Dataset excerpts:
== Segment start ==

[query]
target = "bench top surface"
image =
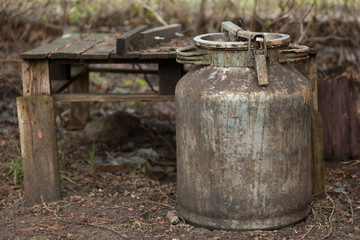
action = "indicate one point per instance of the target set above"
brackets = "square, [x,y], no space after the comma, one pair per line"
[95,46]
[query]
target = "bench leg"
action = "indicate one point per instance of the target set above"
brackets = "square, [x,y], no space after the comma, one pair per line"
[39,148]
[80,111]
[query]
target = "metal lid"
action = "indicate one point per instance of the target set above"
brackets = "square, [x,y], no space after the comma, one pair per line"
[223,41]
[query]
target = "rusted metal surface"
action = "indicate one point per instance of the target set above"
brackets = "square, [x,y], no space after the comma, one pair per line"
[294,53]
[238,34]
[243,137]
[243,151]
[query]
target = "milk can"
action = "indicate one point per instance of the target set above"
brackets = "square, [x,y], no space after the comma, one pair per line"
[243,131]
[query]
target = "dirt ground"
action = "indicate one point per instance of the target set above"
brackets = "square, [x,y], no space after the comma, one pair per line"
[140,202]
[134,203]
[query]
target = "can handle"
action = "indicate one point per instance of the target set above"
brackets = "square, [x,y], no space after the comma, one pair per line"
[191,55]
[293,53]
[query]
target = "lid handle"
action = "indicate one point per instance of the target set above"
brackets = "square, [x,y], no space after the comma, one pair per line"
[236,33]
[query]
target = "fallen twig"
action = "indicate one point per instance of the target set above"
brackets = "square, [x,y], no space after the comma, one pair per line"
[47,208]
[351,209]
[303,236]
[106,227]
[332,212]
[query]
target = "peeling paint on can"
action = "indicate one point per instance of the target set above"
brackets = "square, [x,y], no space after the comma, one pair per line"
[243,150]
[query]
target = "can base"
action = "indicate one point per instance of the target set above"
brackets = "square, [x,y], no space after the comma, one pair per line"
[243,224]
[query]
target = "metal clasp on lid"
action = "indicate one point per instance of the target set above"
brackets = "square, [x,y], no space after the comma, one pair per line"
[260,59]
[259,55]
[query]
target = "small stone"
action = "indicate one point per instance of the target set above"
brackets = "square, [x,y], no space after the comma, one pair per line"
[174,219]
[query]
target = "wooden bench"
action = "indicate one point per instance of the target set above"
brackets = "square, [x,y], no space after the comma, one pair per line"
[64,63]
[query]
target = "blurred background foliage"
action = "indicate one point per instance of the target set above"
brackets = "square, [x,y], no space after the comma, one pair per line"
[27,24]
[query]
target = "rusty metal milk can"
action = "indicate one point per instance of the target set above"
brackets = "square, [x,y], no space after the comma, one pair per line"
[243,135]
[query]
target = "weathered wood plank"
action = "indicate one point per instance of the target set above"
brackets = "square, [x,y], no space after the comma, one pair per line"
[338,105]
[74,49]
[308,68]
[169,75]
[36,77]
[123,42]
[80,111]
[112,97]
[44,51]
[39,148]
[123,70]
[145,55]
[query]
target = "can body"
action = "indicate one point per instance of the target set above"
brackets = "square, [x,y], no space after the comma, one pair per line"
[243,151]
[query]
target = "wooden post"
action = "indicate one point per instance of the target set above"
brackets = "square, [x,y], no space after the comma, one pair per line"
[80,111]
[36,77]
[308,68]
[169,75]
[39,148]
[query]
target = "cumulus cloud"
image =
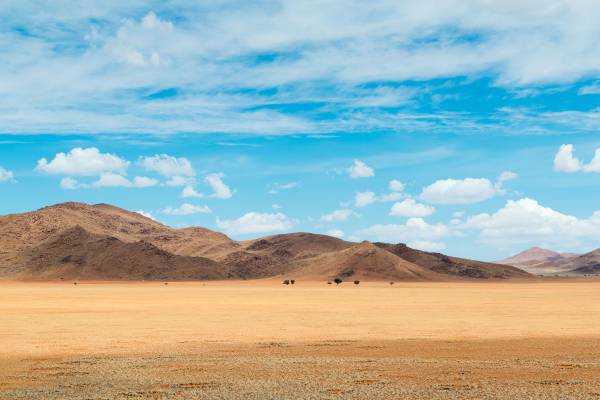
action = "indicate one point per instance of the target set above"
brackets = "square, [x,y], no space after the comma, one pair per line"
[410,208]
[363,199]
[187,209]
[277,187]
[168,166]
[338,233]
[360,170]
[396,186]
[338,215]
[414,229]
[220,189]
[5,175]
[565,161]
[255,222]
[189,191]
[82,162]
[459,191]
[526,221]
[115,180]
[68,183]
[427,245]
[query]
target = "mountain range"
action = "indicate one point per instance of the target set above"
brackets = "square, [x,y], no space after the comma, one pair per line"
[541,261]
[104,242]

== Segment end ==

What is needed is an exact repetition of every entry, without the pictures.

OUTPUT:
[query]
target = "bench top surface"
image =
action = "indicate one point per instance of the target set above"
brackets = "square, [x,y], no space after the comma, one pair per line"
[95,46]
[query]
target = "bench leg"
action = "indicate one point per instance of the target set above"
brackets = "square, [x,y], no space after the comma, one pair per line"
[39,148]
[80,111]
[query]
target = "metal lid"
action = "indicate one point per instance of the target set above"
brackets = "square, [x,y], no space after the comma, one pair per line"
[223,41]
[query]
target = "rusted metal surface"
action = "indicate one point per instance of the target set above"
brackets = "square, [x,y], no space after the comma, one pair per line"
[294,53]
[238,34]
[243,137]
[243,151]
[query]
target = "milk can"
action = "indicate one point per instance of the target set above"
brackets = "square, [x,y], no space after the comma, one pair per line"
[243,131]
[query]
target = "dirt ground"
action = "indicate one point per instance of the target set above"
brackets = "square, [x,y], no space after the comma, one pair per line"
[140,202]
[134,203]
[query]
target = "can handle"
action = "indicate one point per instance of the target set above"
brackets = "square, [x,y], no space after the comma, one pair per line"
[191,55]
[293,53]
[query]
target = "lid handle"
action = "indicate one point per instance of the target set above"
brackets = "square, [x,y], no space after the comma, one pair per line"
[236,33]
[query]
target = "fallen twig"
action = "indicate one point per instance of the target set above"
brackets = "square, [x,y], no space after the comma, one pair per line"
[47,208]
[351,209]
[303,236]
[106,227]
[332,212]
[query]
target = "peeling paint on can"
action = "indicate one point per instance of the target set above"
brackets = "square, [x,y], no space after the comma, one pair per line"
[243,150]
[query]
target = "can base"
action = "indicate one point per instance of the target set above"
brackets = "square, [x,y], no space after the comma, one pair per line"
[243,224]
[query]
target = "metal clasp on lid"
action = "indicate one point per instance of the target set above"
brackets = "square, [x,y], no space after the comma, one pair per line"
[260,59]
[259,55]
[query]
target = "small stone"
action = "indicate one point per instance of the target set above"
brackets = "square, [x,y], no space after the comma, one pair per line"
[174,219]
[query]
target = "wooden bench"
action = "indicate one point per instance of the target set above"
brackets = "square, [x,y], no space after the comma, one pair per line"
[64,63]
[query]
target = "blurred background foliage"
action = "indicate one point per instance of the target set above"
brackets = "square, [x,y], no space after the comma, one pair per line"
[27,24]
[query]
target = "rusty metal milk can"
action = "indicate one point per instance of the target set above"
brackets = "square, [x,y], no space after the comma, one pair per line"
[243,135]
[query]
target = "weathered wood plank"
action = "indicate one point per instance of the target set above"
brackets = "square, [x,y], no space after the comma, one pair per line"
[338,105]
[74,49]
[308,68]
[169,75]
[36,77]
[123,42]
[80,111]
[112,97]
[44,51]
[39,148]
[123,70]
[145,55]
[query]
target = "can body"
action = "indicate one point per instance of the target set above"
brackets = "square, [x,y], no space after the comma, one pair per line"
[243,151]
[query]
target = "wooden post"
action = "indicate one point per instance of the target set above"
brackets = "square, [x,y], no space after the comma, one pair per line"
[80,111]
[36,77]
[308,68]
[169,75]
[39,148]
[query]
target = "cumulus cloud"
image =
action = "indicate one point per instance of the target set above"
brackets = "square, [x,y], no space after the comma, one pair per line"
[410,208]
[363,199]
[187,209]
[277,187]
[168,166]
[338,233]
[360,170]
[396,186]
[338,215]
[414,229]
[220,189]
[5,175]
[565,161]
[255,222]
[189,191]
[82,162]
[459,191]
[526,221]
[115,180]
[68,183]
[427,245]
[query]
target = "mountain range"
action = "indicate one point per instance of the target set above"
brackets = "square, [x,y], no space after the comma, one pair per line"
[541,261]
[104,242]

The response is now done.